**Text provided**:
--- START ---
In this study, we also reveal that p53 protein is a novel substrate for PIMT. We show that asparagine residues 29 and 30 of p53 are methylated by PIMT in vivo and in vitro. We demonstrate that PIMT depletion hinders the interaction between p53 and HDM2, resulting in an augmentation of the p53 protein. We also observe that the protein levels of p53 mutants in which asparagine residues 29 and 30 are replaced with glutamines or alanines are increased, as indicated by the reduction of their binding to HDM2. These results suggest that PIMT and its methylation of p53 are required for p53 destabilization through the enhancement of the interaction between HDM2 and p53. Because the PIMT-mediated methylation of p53 could directly regulate the interaction between HDM2 and p53, PIMT might act as a regulator for the maintenance of p53 steady-state levels, and the interaction of p53 and HDM2 could be regulated through the PIMT-mediated methylation of isoaspartyl residues. The surface plasmon resonance analysis and a competitive binding assay demonstrate that p53 deamidation impairs the binding to HDM2, while methylation of deamidated p53 enhances it (Supplementary Figs S14a–c and S15a,b). These observations support the hypothesis that PIMT might act as a regulator for the maintenance of p53 steady-state levels by tagging p53 for degradation rather than by repairing the isoaspartyl residues to aspartates.
--- END ---
**Entries provided**:
--- START ---
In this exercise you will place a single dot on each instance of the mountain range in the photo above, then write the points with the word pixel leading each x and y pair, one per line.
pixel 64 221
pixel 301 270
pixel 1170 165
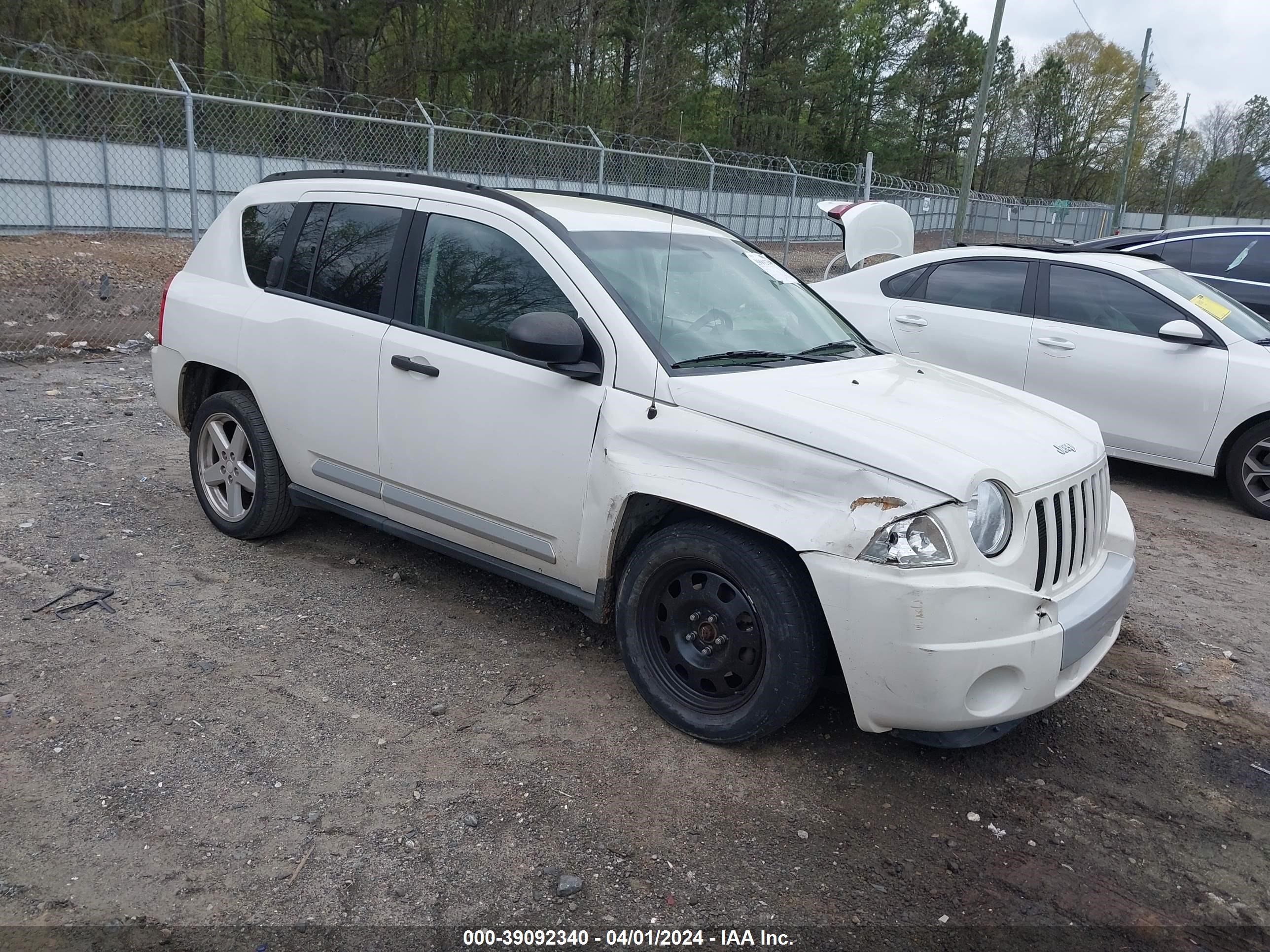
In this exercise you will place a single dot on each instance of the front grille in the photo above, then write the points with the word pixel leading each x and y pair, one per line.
pixel 1071 528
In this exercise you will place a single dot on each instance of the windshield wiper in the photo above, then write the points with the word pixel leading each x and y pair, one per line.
pixel 831 345
pixel 733 354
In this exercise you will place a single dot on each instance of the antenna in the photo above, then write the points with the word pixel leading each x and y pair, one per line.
pixel 661 327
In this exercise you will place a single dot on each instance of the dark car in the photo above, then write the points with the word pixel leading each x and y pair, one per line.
pixel 1233 258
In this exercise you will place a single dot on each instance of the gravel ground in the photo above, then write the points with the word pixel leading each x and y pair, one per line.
pixel 337 730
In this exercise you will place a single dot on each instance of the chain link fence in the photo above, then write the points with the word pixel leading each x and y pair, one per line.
pixel 111 168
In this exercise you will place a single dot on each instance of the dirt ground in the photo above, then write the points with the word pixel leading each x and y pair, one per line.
pixel 289 743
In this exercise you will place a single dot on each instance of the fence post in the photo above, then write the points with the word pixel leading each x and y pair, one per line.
pixel 106 178
pixel 211 158
pixel 49 175
pixel 191 154
pixel 789 211
pixel 710 183
pixel 432 136
pixel 601 148
pixel 163 183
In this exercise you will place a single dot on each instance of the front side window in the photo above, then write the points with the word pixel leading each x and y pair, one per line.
pixel 984 285
pixel 1238 318
pixel 1240 257
pixel 711 299
pixel 263 230
pixel 474 281
pixel 1101 300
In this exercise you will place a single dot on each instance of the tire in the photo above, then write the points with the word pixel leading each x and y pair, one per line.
pixel 230 441
pixel 1247 470
pixel 757 612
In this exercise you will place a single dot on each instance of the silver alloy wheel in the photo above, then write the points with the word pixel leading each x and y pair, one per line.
pixel 226 468
pixel 1256 471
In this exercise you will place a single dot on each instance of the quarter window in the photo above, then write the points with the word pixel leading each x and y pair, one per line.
pixel 1101 300
pixel 985 285
pixel 1241 257
pixel 474 281
pixel 263 229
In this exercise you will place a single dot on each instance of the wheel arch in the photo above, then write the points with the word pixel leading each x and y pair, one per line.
pixel 199 381
pixel 1223 453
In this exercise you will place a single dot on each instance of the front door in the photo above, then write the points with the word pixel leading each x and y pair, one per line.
pixel 310 349
pixel 477 446
pixel 1097 353
pixel 972 315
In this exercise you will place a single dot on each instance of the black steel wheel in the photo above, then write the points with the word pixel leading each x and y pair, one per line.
pixel 720 630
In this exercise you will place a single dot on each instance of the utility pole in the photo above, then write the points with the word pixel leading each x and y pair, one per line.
pixel 972 151
pixel 1172 169
pixel 1139 93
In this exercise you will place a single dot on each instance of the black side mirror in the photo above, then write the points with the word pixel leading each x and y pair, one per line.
pixel 275 274
pixel 553 338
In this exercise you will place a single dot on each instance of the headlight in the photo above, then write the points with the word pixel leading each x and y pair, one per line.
pixel 911 543
pixel 989 517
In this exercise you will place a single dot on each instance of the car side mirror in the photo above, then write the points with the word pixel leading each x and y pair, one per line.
pixel 275 274
pixel 553 338
pixel 1181 333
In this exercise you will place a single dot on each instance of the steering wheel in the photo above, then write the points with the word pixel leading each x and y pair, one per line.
pixel 713 319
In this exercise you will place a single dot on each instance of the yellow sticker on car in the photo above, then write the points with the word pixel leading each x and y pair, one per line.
pixel 1211 306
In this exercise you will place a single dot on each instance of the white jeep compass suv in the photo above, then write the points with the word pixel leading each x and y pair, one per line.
pixel 632 409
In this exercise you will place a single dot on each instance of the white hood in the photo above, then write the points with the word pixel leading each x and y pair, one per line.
pixel 926 424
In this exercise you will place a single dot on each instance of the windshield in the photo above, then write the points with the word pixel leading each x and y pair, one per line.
pixel 1236 316
pixel 711 300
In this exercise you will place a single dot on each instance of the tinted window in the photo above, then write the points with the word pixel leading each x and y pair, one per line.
pixel 1176 254
pixel 354 256
pixel 263 228
pixel 1242 257
pixel 300 270
pixel 474 281
pixel 1101 300
pixel 989 286
pixel 902 283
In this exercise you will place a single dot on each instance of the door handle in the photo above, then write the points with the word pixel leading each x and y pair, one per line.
pixel 1057 343
pixel 404 364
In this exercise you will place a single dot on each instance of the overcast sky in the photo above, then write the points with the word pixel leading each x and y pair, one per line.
pixel 1212 49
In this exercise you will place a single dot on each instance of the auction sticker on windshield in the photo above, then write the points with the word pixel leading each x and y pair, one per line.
pixel 1211 306
pixel 774 270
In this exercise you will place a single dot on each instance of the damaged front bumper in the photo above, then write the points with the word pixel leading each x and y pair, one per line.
pixel 967 650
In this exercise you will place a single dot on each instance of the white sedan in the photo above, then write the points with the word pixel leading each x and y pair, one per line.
pixel 1175 373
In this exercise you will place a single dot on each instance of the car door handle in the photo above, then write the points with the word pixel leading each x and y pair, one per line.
pixel 1057 343
pixel 404 364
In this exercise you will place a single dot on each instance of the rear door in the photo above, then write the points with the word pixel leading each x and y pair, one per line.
pixel 1237 265
pixel 972 315
pixel 1095 349
pixel 310 349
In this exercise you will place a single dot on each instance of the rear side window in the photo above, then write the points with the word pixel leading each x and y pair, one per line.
pixel 1101 300
pixel 985 285
pixel 342 254
pixel 263 229
pixel 901 285
pixel 353 257
pixel 1241 257
pixel 474 281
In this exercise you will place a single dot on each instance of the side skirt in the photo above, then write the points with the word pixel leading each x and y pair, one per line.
pixel 591 605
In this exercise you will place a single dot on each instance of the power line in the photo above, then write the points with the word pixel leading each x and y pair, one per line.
pixel 1083 17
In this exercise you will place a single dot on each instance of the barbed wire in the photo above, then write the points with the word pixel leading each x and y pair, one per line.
pixel 225 85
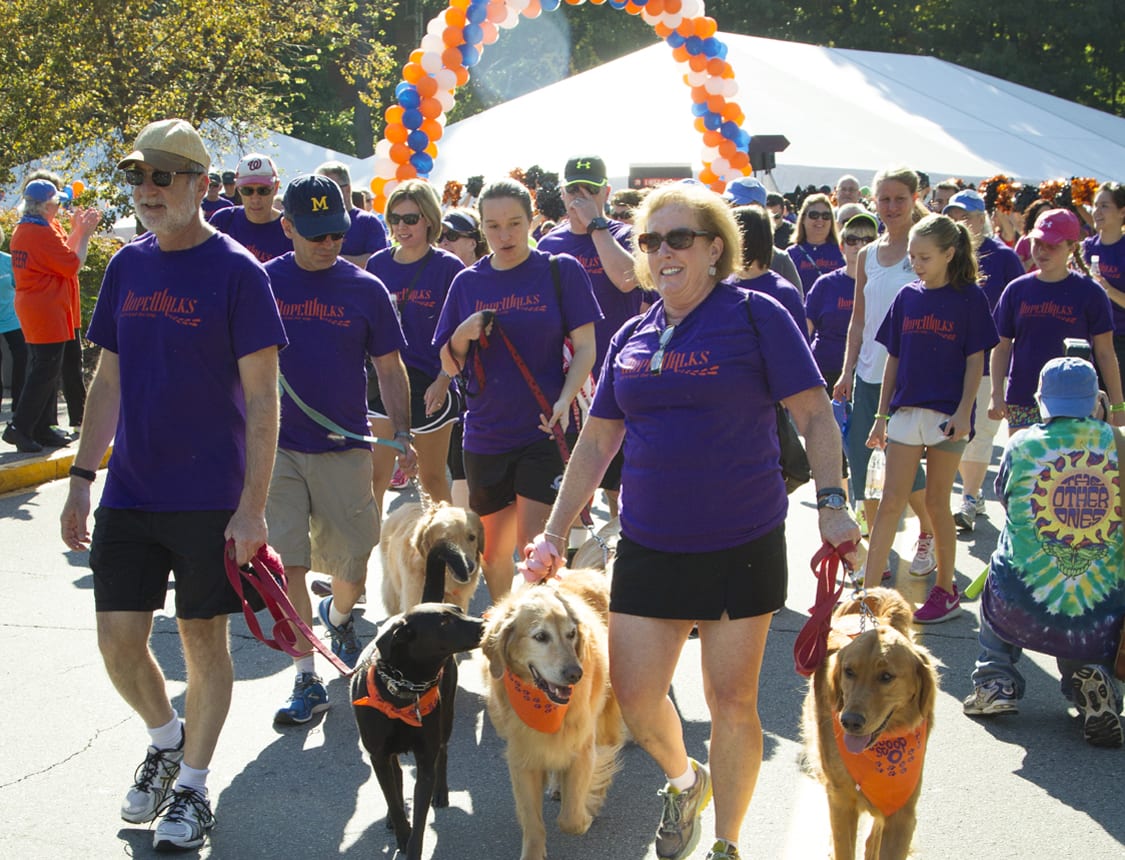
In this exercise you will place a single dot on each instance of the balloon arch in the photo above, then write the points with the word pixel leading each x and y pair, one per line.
pixel 456 38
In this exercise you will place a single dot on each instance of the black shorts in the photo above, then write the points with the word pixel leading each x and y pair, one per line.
pixel 420 421
pixel 133 552
pixel 744 581
pixel 533 472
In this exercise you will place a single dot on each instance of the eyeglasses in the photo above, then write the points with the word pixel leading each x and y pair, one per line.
pixel 678 239
pixel 452 235
pixel 657 363
pixel 250 190
pixel 160 178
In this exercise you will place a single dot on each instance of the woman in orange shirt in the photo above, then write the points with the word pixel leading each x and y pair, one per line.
pixel 45 261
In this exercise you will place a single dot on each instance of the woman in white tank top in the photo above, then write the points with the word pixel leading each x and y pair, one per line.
pixel 883 269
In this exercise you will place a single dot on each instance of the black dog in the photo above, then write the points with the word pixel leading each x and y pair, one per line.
pixel 403 699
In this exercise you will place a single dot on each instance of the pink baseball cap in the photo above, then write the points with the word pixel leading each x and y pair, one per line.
pixel 1056 225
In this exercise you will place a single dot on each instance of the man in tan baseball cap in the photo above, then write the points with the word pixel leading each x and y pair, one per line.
pixel 169 144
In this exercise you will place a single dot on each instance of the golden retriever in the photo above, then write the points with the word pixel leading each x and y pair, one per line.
pixel 408 535
pixel 548 644
pixel 867 713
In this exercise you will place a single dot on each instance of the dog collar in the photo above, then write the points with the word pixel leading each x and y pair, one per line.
pixel 888 771
pixel 411 714
pixel 532 705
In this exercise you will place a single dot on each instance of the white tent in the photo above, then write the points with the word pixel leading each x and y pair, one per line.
pixel 842 110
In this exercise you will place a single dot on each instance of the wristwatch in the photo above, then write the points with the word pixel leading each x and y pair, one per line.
pixel 831 498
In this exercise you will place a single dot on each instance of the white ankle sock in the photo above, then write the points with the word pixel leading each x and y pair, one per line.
pixel 685 780
pixel 192 778
pixel 169 735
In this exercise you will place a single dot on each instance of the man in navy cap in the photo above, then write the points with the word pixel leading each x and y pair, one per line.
pixel 321 511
--- END ---
**What needs to be done**:
Translate this sentence from the passage on PIMT and p53 into Spanish: "We show that asparagine residues 29 and 30 of p53 are methylated by PIMT in vivo and in vitro."

**Task output**:
Mostramos que los residuos de asparagina 29 y 30 de p53 son metilados por PIMT in vivo e in vitro.